* _What this exercise asks_
[A] In the Bears–Giants preview, which site is Ed Valentine from?
[B] From the Bears–Giants preview, copy the passage from "1. Let’s start" up to and including "rarely goes well.".
[C] Decide whether each statement agrees with the Bears–Giants preview, answering yes or no and quoting the deciding words: (i) The Bears' win last Sunday came against the Cincinnati Bengals. (ii) After that win, the Bears' record stood at 6-3. (iii) John Mara is a co-owner.

* _Excerpt to read_
-=-=-=-=-

The Chicago Bears are coming off winning one of the wildest NFL games of the year last Sunday against the Cincinnati Bengals. The win brought their record to 5-3, and they have a chance to push their record to 6-3,
which would be the first time the Bears are 3 games over .500 since 2020, when they started 5-1.
To get you set for this Sunday’s match-up against the New York Giants, we sat down with Ed Valentine from Big Blue View (SB Nation’s NY Giants site) to get you the Giants’ side of things. Here’s that Q&A.
1. Let’s start with the regime, Brian Daboll and Joe Schoen. Are there fans who want them to return? I didn’t think they should have been retained for 2025, but now that they are here, as Bears fans, we’ve seen too many regime changes in year two of a quarterback, and it rarely goes well.
I think you have to treat them separately, because co-owner John Mara has said he can do that — even though they came in as more or less a package deal.

-=-=-=-=-

* _Given records_

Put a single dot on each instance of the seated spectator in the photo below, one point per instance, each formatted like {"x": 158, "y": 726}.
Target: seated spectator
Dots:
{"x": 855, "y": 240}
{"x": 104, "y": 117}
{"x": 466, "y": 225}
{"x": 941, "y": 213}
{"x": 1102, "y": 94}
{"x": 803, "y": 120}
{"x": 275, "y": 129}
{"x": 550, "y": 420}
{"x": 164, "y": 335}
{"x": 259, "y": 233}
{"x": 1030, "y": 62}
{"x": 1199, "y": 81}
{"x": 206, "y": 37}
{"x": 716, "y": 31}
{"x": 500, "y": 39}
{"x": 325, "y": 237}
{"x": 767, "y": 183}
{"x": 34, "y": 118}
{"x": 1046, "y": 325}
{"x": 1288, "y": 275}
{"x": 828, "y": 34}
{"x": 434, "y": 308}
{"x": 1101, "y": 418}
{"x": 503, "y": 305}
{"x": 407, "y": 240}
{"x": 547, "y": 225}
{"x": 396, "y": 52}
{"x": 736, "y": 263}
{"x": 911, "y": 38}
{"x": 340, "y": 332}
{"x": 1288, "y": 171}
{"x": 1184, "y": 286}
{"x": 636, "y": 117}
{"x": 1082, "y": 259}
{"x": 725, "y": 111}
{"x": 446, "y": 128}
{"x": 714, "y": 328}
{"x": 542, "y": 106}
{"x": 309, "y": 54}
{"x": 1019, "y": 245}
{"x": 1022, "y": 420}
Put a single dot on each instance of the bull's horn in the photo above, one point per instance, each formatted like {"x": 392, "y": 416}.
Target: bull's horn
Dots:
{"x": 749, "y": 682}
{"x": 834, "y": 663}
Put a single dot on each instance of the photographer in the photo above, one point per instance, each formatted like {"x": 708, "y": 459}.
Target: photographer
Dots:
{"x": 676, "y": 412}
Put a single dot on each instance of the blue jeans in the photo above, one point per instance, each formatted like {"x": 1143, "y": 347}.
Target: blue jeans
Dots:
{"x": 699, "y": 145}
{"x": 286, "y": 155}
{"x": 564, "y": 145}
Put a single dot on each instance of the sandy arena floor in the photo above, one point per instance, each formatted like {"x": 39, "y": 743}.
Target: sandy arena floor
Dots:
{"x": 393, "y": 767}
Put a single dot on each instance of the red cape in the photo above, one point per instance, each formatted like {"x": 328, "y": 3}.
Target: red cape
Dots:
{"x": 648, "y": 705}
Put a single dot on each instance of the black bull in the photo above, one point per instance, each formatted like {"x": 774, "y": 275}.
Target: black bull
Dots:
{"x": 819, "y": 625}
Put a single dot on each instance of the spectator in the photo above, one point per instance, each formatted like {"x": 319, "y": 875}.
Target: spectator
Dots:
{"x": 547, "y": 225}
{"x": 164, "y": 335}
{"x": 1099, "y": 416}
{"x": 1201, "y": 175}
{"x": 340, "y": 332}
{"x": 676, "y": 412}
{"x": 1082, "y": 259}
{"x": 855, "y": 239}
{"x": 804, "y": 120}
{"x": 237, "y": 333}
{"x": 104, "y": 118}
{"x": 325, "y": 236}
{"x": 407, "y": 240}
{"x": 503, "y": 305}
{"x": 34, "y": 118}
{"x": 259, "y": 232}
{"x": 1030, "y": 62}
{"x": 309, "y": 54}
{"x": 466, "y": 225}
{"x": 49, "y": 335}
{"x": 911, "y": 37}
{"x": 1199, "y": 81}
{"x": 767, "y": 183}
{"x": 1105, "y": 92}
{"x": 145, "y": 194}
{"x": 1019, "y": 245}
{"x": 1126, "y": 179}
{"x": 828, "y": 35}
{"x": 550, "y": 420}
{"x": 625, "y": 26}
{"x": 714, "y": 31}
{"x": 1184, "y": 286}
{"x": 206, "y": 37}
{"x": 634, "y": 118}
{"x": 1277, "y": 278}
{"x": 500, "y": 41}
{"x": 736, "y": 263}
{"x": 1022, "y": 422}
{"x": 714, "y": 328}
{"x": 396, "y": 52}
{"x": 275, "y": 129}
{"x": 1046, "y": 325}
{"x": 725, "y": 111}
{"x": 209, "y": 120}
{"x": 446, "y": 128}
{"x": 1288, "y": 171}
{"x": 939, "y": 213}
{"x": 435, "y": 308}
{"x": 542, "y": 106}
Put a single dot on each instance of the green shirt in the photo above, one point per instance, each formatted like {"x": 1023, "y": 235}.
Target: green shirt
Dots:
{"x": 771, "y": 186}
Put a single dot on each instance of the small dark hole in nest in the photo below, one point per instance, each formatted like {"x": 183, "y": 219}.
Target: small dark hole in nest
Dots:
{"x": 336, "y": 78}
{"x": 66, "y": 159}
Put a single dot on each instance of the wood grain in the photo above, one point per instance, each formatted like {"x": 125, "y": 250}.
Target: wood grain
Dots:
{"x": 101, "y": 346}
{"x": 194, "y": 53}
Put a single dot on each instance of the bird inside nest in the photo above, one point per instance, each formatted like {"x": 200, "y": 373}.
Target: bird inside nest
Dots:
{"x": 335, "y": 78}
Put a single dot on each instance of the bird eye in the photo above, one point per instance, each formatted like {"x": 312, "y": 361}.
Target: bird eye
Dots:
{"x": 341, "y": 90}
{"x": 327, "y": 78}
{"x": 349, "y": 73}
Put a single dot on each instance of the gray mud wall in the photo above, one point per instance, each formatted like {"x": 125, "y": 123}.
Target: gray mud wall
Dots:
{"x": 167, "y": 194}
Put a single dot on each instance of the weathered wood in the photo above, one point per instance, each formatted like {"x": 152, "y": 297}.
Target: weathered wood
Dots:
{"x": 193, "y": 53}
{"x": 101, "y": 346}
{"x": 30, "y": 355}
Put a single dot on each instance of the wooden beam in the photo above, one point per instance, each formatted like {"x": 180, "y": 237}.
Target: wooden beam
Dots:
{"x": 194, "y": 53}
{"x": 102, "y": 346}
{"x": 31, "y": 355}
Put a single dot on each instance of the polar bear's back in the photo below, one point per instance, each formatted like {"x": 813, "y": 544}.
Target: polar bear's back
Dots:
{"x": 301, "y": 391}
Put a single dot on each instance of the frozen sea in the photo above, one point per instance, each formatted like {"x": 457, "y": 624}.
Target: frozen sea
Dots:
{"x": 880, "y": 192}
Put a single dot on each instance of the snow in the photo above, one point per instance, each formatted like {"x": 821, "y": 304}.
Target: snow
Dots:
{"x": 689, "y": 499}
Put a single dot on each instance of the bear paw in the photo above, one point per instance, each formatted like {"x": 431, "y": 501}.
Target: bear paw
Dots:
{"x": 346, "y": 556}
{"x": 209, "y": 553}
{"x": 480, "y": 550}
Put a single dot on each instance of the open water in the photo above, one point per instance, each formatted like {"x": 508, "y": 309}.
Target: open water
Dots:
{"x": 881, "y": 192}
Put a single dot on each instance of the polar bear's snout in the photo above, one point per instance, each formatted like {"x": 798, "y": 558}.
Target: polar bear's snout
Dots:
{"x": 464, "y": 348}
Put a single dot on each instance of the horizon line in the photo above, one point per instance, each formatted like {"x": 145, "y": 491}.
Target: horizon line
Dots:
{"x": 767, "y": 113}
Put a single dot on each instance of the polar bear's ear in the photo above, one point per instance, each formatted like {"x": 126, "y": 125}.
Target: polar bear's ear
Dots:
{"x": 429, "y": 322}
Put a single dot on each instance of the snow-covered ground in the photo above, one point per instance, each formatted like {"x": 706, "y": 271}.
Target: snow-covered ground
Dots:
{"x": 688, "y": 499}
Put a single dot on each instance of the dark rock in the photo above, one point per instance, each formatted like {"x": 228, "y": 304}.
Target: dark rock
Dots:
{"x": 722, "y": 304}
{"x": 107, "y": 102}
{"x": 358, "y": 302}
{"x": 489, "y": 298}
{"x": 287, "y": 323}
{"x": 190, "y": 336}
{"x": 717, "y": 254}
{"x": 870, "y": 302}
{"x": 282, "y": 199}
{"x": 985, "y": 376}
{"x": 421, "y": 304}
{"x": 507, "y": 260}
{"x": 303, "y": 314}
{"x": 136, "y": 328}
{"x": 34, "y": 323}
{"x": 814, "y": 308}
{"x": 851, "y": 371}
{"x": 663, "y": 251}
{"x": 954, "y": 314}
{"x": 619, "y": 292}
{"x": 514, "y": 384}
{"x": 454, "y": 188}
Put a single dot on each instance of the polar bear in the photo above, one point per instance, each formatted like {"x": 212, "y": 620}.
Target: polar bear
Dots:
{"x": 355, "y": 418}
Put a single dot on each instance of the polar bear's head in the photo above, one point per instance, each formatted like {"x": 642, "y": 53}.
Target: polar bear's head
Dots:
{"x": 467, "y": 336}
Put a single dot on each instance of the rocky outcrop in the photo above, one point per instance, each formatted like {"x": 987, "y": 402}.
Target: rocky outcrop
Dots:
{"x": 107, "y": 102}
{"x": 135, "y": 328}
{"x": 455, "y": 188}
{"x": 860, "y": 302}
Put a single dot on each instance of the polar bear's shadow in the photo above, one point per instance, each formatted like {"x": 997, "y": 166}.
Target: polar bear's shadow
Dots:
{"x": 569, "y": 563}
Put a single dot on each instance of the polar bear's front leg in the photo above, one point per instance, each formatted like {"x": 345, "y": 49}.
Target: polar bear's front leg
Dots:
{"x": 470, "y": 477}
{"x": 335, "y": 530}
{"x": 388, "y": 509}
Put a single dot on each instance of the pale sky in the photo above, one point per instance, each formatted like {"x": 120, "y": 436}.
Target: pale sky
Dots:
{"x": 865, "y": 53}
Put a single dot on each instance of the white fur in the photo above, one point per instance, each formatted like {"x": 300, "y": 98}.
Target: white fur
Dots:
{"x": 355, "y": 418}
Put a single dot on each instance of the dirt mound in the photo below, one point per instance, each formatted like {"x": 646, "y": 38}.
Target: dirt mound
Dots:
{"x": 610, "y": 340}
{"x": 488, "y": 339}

-=-=-=-=-

* _Replies_
[A] Big Blue View, SB Nation's New York Giants site.

[B]
1. Let’s start with the regime, Brian Daboll and Joe Schoen. Are there fans who want them to return? I didn’t think they should have been retained for 2025, but now that they are here, as Bears fans, we’ve seen too many regime changes in year two of a quarterback, and it rarely goes well.

[C]
(i) Yes: "winning one of the wildest NFL games of the year last Sunday against the Cincinnati Bengals"
(ii) No: "The win brought their record to 5-3"
(iii) Yes: "co-owner John Mara"